-- About this exercise --
Nothing other than the lines from the one containing "Task: locate the church spire" through the close of the entries below should be printed, each exactly.

Saved data entries

....

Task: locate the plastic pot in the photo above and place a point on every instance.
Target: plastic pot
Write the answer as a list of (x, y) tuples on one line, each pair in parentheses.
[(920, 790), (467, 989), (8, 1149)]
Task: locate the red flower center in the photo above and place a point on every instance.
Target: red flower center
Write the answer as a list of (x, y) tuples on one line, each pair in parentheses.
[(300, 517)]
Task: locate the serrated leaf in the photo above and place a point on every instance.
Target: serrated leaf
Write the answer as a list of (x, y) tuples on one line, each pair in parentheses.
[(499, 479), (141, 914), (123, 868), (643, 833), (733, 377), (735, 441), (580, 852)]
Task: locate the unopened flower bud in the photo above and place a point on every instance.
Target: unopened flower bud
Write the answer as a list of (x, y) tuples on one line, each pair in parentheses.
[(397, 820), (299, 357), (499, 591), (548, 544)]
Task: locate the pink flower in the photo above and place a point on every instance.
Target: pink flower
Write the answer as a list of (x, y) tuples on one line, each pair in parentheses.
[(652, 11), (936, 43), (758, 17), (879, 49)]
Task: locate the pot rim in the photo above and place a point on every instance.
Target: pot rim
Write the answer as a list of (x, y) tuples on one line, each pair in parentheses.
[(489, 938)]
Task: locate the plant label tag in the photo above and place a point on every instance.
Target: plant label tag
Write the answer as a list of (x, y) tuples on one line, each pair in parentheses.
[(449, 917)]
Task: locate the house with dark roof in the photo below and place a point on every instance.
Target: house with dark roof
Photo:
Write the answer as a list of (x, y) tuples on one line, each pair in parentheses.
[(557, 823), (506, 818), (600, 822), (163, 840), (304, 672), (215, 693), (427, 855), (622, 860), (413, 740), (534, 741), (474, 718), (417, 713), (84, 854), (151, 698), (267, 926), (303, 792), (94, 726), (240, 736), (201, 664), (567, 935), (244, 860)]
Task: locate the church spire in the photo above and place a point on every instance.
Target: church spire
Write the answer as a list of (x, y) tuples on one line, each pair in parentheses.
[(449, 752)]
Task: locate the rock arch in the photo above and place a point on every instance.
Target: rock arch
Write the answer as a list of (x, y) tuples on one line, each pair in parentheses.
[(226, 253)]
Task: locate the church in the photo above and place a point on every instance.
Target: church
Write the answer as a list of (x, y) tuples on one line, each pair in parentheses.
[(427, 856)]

....

-- Response to this exercise --
Task: locate the church spire in the photo above and place a point on every instance.
Target: church spire
Write the answer as a list of (x, y) tuples on one line, each pair in parentheses.
[(449, 752)]
Task: locate the rock arch in the photo above and place a point on every instance.
Target: rock arch
Write the answer as a list of (x, y) tuples on one line, each pair in parentheses.
[(226, 253)]
Task: locate the church in the photo above and place a point on every instance.
Target: church
Write the answer as a list of (x, y) tuples on one line, each pair in parentheses.
[(427, 856)]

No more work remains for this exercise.